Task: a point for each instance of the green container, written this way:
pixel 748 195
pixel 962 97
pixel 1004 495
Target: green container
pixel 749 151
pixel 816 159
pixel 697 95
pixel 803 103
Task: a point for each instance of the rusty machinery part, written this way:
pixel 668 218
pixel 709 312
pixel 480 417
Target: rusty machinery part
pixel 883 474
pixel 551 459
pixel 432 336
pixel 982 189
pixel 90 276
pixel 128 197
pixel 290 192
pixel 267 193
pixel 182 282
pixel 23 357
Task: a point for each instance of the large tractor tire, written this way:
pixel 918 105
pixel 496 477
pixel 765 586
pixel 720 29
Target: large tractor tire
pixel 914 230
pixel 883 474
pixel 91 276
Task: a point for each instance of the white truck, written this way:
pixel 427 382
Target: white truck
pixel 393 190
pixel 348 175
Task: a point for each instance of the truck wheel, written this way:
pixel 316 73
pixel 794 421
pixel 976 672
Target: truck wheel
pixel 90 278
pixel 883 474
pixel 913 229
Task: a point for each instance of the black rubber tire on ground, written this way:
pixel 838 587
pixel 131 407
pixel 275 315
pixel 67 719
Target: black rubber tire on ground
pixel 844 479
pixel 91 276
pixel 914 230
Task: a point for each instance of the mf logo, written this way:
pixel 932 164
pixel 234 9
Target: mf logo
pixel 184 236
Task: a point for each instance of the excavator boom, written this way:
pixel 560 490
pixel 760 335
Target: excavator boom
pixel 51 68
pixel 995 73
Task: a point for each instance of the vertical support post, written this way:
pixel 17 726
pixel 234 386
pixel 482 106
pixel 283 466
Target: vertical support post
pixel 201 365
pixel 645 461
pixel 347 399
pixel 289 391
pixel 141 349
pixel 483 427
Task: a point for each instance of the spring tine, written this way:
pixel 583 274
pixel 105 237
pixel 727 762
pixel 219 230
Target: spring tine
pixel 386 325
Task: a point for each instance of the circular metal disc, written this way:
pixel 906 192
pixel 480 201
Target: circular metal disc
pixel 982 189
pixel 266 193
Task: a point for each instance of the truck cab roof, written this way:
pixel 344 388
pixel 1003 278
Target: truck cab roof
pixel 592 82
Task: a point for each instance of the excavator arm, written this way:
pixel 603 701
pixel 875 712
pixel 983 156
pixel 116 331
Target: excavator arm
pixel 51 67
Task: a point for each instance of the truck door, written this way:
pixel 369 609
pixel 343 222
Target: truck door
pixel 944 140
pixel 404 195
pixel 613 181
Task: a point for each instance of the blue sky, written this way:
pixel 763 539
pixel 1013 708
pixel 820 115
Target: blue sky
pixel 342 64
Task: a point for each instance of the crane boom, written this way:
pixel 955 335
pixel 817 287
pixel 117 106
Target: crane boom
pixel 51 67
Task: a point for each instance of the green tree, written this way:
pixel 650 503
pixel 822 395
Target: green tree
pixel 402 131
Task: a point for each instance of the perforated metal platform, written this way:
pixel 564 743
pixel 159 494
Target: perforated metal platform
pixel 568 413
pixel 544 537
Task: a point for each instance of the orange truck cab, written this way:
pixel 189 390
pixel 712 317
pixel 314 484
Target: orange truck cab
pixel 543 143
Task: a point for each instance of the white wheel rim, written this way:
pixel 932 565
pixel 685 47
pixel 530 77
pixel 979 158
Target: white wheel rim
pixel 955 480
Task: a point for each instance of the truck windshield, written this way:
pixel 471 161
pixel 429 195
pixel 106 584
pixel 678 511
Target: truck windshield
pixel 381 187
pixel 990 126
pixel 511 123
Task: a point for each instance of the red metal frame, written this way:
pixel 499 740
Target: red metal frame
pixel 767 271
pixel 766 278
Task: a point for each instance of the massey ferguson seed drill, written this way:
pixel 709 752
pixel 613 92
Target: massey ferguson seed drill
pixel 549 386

—————

• **WHAT NEEDS TO BE DONE**: Reproduce the data above verbatim, line for line.

• **RESPONSE**:
Task: a point for each instance of the green container, written this way:
pixel 748 195
pixel 962 97
pixel 1004 495
Target: green container
pixel 749 151
pixel 816 159
pixel 697 95
pixel 803 103
Task: a point for each instance of the rusty machinery part, written this way:
pixel 668 218
pixel 709 312
pixel 480 417
Target: rusty machinery part
pixel 883 474
pixel 551 459
pixel 432 336
pixel 982 189
pixel 90 276
pixel 128 197
pixel 290 192
pixel 267 193
pixel 182 282
pixel 23 357
Task: a point for each instance of the large tractor tire, written this way:
pixel 918 105
pixel 496 477
pixel 765 586
pixel 720 29
Target: large tractor tire
pixel 914 230
pixel 883 474
pixel 91 276
Task: a point for each instance of the white truck, written this way:
pixel 427 382
Target: white truck
pixel 393 190
pixel 348 175
Task: a point for each instance of the truck wheel, written this way:
pixel 316 73
pixel 794 421
pixel 976 672
Target: truck wheel
pixel 90 278
pixel 883 474
pixel 913 229
Task: a point for each instance of the black rubber tire on ground, written this way:
pixel 838 587
pixel 131 407
pixel 275 315
pixel 67 719
Target: black rubber tire on ground
pixel 844 479
pixel 91 276
pixel 914 230
Task: a point for each instance of the mf logo, written this way:
pixel 932 164
pixel 234 9
Target: mf logo
pixel 184 236
Task: a point for each instance of the excavator boom, written this way:
pixel 560 490
pixel 760 335
Target: excavator boom
pixel 51 68
pixel 995 73
Task: a point for each instance of the vertical support post, written this way:
pixel 17 726
pixel 234 386
pixel 482 106
pixel 283 466
Target: vertical support post
pixel 201 365
pixel 645 461
pixel 347 399
pixel 289 391
pixel 141 349
pixel 483 427
Task: a point for each instance of the spring tine, written this way:
pixel 583 274
pixel 105 237
pixel 727 762
pixel 219 230
Target: spring tine
pixel 386 325
Task: a point for each instance of the circular metal disc, written this way:
pixel 906 192
pixel 480 201
Target: circular metal disc
pixel 982 189
pixel 266 193
Task: a point for each instance of the truck cab roof, written this way:
pixel 344 388
pixel 1003 278
Target: truck cab roof
pixel 592 82
Task: a point for each instance of the excavator arm, written this way:
pixel 603 701
pixel 875 712
pixel 983 156
pixel 116 331
Target: excavator arm
pixel 51 67
Task: a point for each instance of the truck door, written this way:
pixel 369 609
pixel 343 222
Target: truck door
pixel 944 140
pixel 404 195
pixel 613 181
Task: a point for each instance of the blue sky, written this way:
pixel 763 539
pixel 1013 708
pixel 820 115
Target: blue sky
pixel 342 64
Task: a point for each instance of the crane boom, written this way:
pixel 955 335
pixel 817 287
pixel 117 106
Target: crane boom
pixel 51 67
Task: a point for each instance of the green tree, written this way:
pixel 650 503
pixel 822 395
Target: green tree
pixel 402 131
Task: a point for each instance of the perforated metal platform, written this way:
pixel 564 743
pixel 159 494
Target: perforated metal platform
pixel 568 413
pixel 544 537
Task: a point for each instance of the orange truck cab, written this way:
pixel 189 390
pixel 712 317
pixel 314 484
Target: orange truck cab
pixel 543 143
Task: a point for each instance of the white wheel rim, written this way:
pixel 932 565
pixel 685 47
pixel 530 77
pixel 979 158
Target: white wheel rim
pixel 955 480
Task: a point for each instance of the truck windshield, written this way:
pixel 471 161
pixel 429 195
pixel 106 584
pixel 678 511
Target: truck windshield
pixel 381 187
pixel 990 126
pixel 511 123
Task: a point for each instance of the red metal frame, written this way:
pixel 499 740
Target: red metal frame
pixel 767 271
pixel 766 278
Task: a point for each instance of the massey ferguson seed drill, written this way:
pixel 709 752
pixel 613 92
Target: massey ferguson seed drill
pixel 549 386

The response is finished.